The US job market is sending a confusing signal. Job openings have risen to about 7.6 million — roughly a two-year high — according to the government's JOLTS report. On the surface, that looks like strength. Underneath, though, the market is frozen: companies are posting jobs but not actually hiring much, and workers aren't quitting. Economists call it a "low-hire, low-fire" labor market.
What the data shows
The Bureau of Labor Statistics' Job Openings and Labor Turnover Survey tracks four things: openings, hires, quits and layoffs. The latest readings are telling:
- Openings are near a two-year high (~7.6 million), with the recent jump concentrated in professional and business services.
- Hires have been roughly flat (around 5.2 million a month) — so all those openings aren't translating into people actually getting hired, Indeed's Hiring Lab notes.
- Quits are subdued (a quits rate near 1.9%, below pre-pandemic norms) — a sign workers don't feel confident they can find something better.
In other words, employers are advertising and holding onto staff, but the churn that normally lets people move up and around has stalled.
Why it's "frozen"

============

● To do:
**A)** Decide whether each statement below agrees with the passage on the US job market, answering yes or no and quoting the words of the passage that settle it: (i) Job openings stand at about 7.6 million, roughly a two-year high. (ii) Hires have climbed sharply along with openings. (iii) The quits rate is above pre-pandemic norms.
**B)** Output the part of the passage on the US job market between "- Hires have" and "find something better.", inclusive.

Stored data entries:

============

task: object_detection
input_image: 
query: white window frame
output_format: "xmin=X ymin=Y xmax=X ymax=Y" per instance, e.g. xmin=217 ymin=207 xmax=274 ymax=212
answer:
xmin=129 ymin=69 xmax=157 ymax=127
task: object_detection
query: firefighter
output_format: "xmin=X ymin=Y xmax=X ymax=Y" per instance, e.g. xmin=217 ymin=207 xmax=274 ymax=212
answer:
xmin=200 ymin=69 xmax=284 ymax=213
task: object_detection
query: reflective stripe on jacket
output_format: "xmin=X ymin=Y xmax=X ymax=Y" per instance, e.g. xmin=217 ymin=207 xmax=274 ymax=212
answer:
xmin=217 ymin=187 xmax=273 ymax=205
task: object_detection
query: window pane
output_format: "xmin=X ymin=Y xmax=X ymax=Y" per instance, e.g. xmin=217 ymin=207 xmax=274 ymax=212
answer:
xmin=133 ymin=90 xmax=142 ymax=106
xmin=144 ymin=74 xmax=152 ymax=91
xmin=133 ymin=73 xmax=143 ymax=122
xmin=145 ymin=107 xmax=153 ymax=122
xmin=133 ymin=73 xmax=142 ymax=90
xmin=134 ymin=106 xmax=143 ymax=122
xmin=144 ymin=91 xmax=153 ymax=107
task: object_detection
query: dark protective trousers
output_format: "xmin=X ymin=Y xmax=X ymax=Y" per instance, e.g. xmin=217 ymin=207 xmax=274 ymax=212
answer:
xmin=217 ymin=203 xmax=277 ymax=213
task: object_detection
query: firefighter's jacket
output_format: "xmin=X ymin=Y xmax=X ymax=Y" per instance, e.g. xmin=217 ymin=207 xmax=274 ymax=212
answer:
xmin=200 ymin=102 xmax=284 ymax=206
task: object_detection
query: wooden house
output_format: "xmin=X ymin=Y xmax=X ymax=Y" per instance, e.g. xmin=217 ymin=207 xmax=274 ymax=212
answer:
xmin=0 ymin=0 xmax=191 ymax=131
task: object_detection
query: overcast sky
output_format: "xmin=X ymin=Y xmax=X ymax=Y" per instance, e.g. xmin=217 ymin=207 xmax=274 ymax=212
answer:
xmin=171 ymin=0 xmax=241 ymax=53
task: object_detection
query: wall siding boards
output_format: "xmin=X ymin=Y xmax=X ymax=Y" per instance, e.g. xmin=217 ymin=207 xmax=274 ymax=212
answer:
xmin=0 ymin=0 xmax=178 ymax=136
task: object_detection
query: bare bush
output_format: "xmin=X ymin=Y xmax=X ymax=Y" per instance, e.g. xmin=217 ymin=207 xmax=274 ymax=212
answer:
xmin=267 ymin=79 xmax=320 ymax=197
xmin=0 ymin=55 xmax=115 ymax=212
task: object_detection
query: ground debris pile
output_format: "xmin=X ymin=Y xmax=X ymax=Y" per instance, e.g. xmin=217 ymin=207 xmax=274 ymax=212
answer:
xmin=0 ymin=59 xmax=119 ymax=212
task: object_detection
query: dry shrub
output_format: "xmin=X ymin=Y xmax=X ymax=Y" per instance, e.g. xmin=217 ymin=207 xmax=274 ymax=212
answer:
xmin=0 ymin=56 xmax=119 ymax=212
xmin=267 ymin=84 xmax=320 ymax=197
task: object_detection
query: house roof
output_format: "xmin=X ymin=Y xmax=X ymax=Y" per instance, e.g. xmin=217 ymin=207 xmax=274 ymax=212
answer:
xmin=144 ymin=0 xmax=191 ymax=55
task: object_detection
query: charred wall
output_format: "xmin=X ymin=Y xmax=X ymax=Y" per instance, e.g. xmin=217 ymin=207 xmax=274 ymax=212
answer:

============

● Answers given:
**A)**
(i) Yes: "Job openings have risen to about 7.6 million — roughly a two-year high"
(ii) No: "Hires have been roughly flat (around 5.2 million a month)"
(iii) No: "a quits rate near 1.9%, below pre-pandemic norms"

**B)**
- Hires have been roughly flat (around 5.2 million a month) — so all those openings aren't translating into people actually getting hired, Indeed's Hiring Lab notes.
- Quits are subdued (a quits rate near 1.9%, below pre-pandemic norms) — a sign workers don't feel confident they can find something better.